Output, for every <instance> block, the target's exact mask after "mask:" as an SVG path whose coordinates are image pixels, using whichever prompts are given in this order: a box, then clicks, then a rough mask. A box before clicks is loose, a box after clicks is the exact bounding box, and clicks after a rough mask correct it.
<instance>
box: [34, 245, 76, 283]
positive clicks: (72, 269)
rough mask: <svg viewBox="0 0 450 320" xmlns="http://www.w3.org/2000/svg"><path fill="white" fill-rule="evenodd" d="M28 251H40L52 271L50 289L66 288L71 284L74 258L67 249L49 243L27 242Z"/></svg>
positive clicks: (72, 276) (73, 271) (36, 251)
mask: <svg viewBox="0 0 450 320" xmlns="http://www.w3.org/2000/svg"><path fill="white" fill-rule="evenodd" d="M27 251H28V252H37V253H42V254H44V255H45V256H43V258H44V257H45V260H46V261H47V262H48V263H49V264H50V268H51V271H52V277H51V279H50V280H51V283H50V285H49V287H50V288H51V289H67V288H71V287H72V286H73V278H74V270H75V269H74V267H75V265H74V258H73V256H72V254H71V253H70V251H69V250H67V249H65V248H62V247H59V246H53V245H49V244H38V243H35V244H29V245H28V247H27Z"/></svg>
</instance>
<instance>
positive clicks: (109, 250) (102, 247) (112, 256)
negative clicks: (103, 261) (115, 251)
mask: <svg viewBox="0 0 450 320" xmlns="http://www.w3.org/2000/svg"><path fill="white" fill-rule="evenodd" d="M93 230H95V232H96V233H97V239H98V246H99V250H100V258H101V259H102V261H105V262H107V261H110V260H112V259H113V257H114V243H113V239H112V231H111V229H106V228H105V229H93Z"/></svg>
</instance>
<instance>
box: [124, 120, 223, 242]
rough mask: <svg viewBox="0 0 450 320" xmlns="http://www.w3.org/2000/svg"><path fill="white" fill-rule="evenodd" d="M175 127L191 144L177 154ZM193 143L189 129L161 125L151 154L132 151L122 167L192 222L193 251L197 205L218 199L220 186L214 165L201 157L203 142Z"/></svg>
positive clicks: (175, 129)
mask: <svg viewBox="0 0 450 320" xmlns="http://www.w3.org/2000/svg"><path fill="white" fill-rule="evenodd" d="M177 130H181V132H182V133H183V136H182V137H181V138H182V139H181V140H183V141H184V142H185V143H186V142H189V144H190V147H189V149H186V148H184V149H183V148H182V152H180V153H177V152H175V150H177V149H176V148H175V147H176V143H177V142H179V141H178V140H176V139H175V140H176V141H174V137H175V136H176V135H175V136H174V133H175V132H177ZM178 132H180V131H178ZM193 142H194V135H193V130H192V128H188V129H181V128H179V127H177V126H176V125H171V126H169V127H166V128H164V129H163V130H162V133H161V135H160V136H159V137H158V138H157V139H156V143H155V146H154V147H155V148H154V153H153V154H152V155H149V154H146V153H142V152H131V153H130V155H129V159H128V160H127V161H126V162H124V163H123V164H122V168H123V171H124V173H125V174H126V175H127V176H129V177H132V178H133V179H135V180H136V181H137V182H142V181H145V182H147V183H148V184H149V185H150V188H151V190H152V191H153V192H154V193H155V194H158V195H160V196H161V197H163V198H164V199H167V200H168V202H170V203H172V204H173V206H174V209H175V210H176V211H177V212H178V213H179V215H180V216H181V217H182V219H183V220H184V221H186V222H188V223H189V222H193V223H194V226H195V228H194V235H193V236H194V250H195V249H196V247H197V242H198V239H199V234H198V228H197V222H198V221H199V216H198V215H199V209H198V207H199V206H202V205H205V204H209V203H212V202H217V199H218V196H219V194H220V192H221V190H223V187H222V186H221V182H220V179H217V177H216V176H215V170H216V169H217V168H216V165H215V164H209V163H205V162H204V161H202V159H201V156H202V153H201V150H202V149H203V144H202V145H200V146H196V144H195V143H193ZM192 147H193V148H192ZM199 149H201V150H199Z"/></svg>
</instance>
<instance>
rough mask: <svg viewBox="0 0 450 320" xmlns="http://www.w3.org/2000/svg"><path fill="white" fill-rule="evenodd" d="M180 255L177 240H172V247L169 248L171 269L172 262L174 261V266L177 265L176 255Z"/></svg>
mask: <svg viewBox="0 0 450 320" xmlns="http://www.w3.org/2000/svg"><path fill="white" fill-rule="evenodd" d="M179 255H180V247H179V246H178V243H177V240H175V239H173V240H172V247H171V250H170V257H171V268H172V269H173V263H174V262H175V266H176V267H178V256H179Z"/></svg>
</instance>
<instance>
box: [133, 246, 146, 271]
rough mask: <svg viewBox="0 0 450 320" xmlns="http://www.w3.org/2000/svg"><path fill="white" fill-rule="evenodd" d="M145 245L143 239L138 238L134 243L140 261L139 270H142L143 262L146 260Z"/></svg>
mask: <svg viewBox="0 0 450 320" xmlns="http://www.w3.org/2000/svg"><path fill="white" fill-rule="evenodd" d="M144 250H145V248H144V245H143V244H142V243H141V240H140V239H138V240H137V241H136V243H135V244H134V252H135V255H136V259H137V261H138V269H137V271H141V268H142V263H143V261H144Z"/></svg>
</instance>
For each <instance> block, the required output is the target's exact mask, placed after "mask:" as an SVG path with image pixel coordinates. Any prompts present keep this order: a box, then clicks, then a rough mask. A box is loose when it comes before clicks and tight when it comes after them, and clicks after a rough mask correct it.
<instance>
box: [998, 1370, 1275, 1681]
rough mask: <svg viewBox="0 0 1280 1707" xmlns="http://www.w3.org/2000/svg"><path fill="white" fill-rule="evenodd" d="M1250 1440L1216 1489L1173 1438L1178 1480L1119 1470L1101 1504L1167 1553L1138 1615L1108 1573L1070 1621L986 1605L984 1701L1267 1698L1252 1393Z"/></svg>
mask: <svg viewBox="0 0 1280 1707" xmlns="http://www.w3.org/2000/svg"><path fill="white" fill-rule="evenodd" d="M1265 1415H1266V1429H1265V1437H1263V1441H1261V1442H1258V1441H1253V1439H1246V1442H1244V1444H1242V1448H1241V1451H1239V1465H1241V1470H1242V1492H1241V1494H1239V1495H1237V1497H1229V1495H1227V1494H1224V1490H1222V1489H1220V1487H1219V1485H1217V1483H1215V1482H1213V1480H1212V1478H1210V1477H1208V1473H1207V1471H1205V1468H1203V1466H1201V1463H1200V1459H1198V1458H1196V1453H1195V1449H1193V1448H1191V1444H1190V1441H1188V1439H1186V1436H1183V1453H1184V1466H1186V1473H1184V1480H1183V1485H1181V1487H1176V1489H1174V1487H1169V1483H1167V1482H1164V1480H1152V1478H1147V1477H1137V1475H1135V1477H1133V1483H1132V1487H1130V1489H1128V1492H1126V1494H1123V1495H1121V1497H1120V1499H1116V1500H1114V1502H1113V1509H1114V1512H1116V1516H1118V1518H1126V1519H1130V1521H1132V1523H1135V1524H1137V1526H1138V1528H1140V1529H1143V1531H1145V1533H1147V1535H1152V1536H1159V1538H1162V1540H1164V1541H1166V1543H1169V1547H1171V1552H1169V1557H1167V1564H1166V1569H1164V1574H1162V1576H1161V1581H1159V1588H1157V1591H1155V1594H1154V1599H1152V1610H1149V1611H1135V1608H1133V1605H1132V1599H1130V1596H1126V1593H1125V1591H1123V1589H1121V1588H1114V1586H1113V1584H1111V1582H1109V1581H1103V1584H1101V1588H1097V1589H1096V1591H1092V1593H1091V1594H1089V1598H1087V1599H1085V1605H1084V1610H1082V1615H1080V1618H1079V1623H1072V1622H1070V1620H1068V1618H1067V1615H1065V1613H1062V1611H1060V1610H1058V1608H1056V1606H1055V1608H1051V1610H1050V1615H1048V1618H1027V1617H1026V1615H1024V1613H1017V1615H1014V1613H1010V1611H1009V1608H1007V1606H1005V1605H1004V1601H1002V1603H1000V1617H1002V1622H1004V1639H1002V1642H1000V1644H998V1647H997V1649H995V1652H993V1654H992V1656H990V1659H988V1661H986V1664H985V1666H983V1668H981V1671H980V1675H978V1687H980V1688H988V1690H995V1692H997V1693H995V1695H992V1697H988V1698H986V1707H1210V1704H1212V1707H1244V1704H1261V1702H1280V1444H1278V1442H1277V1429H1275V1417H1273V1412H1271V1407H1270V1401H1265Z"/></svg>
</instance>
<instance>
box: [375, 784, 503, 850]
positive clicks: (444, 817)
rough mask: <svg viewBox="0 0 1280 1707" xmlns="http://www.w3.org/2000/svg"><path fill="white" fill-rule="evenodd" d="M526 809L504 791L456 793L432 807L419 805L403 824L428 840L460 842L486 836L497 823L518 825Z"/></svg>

▶ _What to produce_: Would you print exactly and only the lines of the material above that run from the line with "box: [124, 120, 223, 242]" through the line with "127L191 144L177 154ZM193", both included?

▶ _Expected answer_:
box: [124, 120, 223, 242]
rough mask: <svg viewBox="0 0 450 320" xmlns="http://www.w3.org/2000/svg"><path fill="white" fill-rule="evenodd" d="M175 127L191 144L177 154ZM193 143L189 129L161 125L151 154L132 151L122 167L192 222L193 251L197 205L218 199L220 186L214 165L201 157L203 142Z"/></svg>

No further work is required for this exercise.